____ Dataset content

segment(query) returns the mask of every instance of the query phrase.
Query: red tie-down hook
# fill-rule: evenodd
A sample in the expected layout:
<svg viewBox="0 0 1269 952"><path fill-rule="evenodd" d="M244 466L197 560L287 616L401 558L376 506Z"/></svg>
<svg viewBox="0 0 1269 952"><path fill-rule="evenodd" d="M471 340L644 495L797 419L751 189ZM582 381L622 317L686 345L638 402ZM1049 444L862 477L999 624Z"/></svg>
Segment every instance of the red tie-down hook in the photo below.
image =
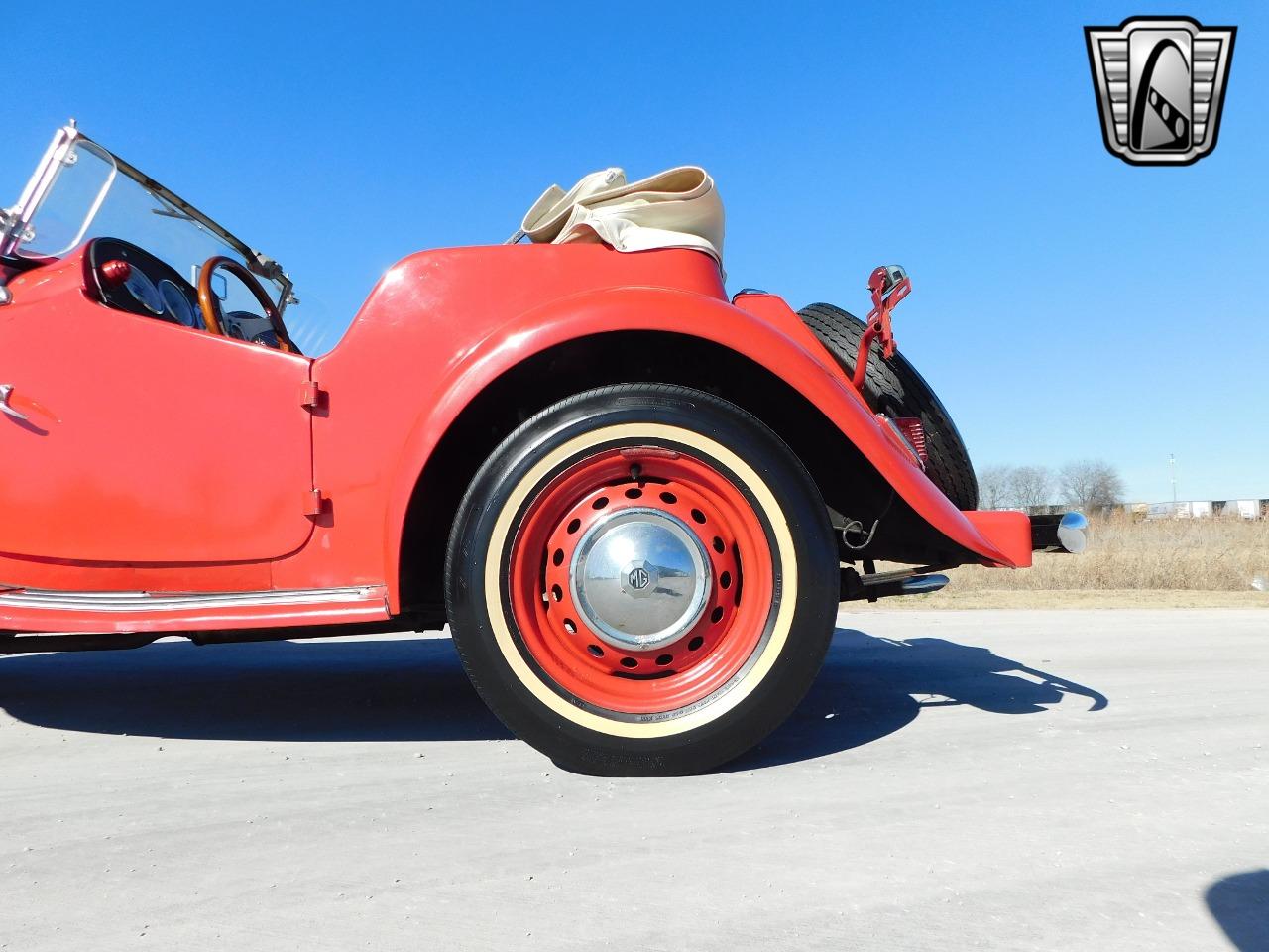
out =
<svg viewBox="0 0 1269 952"><path fill-rule="evenodd" d="M907 297L912 289L912 279L897 264L883 264L868 278L868 289L873 296L873 310L868 314L868 326L859 339L855 353L855 373L851 383L863 392L864 377L868 373L868 355L874 340L881 341L881 355L887 360L895 355L895 333L890 326L890 312L895 305Z"/></svg>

________

(Directions): Copy out every line of the records that contains the string "down".

(Exercise answer):
Query: red tie-down hook
Segment every instance of the red tie-down hook in the photo below.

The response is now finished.